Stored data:
[Start of section]
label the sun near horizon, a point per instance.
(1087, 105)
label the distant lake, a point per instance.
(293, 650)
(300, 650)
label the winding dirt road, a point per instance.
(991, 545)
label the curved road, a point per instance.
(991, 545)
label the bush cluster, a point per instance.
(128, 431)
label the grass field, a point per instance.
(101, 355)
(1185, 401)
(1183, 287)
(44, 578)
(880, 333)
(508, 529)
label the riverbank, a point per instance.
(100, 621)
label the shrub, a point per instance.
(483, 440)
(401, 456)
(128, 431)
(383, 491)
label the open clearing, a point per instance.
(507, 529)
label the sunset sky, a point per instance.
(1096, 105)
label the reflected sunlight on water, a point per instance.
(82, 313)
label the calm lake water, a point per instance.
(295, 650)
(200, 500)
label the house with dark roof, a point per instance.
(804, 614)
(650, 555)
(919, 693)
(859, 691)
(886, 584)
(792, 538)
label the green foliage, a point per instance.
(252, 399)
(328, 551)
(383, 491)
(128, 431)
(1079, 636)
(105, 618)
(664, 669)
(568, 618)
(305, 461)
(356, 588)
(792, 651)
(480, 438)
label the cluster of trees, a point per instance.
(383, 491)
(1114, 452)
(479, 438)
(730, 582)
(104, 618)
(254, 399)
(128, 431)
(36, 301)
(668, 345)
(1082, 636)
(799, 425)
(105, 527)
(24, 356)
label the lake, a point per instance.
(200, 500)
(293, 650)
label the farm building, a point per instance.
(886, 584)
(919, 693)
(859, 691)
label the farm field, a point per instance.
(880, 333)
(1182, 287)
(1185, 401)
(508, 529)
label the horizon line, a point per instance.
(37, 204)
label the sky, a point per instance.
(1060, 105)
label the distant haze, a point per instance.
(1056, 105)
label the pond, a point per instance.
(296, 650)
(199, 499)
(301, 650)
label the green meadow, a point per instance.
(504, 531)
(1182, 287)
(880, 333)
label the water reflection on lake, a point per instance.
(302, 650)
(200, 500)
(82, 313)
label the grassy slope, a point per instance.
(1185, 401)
[End of section]
• [EXERCISE INSTRUCTIONS]
Could you transcribe every entry exactly, without altering anything?

• [TASK RESULT]
label the sun near horizon, a point per instance.
(1087, 105)
label the distant lake, a point per instance.
(293, 650)
(300, 650)
label the winding dirt road, a point per instance.
(991, 545)
label the curved road, a point per instance.
(991, 545)
label the bush cluster, a point per instance.
(128, 431)
label the grass field, a point per instance.
(101, 355)
(1185, 401)
(1183, 287)
(44, 578)
(880, 333)
(508, 529)
label the riverbank, a point per instance.
(100, 621)
label the shrub, a point per instance.
(483, 440)
(401, 456)
(128, 431)
(383, 491)
label the open clearing, a point per instance.
(507, 529)
label the sunset sky, a point per instance.
(1096, 105)
label the reflected sunlight on water, a point per instance.
(82, 313)
label the calm lake water, a point per instance.
(295, 650)
(200, 500)
label the house with dark roof, a point per instance.
(804, 614)
(650, 555)
(919, 693)
(859, 691)
(886, 584)
(792, 538)
label the green foliage, a point per instance.
(252, 399)
(328, 551)
(383, 491)
(128, 431)
(1079, 636)
(105, 618)
(664, 669)
(568, 618)
(305, 461)
(356, 588)
(792, 651)
(480, 438)
label the cluster of trees, a point per instance.
(383, 491)
(1114, 452)
(479, 438)
(730, 582)
(104, 618)
(254, 399)
(128, 431)
(36, 301)
(668, 345)
(1082, 636)
(799, 425)
(105, 527)
(24, 356)
label the lake, a point per instance.
(200, 500)
(293, 650)
label the farm building, a point per instance.
(886, 584)
(919, 693)
(859, 691)
label the farm field, a point per instance.
(880, 333)
(1182, 287)
(1185, 401)
(508, 529)
label the horizon line, a point per instance.
(37, 204)
label the sky, a point per instance.
(1060, 105)
label the distant haze, a point per instance.
(1056, 105)
label the pond, a point per instance.
(296, 650)
(199, 499)
(301, 650)
label the green meadow, a point per instance.
(504, 531)
(1182, 287)
(880, 333)
label the water reflection on lake, a point per instance.
(302, 650)
(200, 500)
(82, 313)
label the grassy slope, a point per instance.
(1185, 401)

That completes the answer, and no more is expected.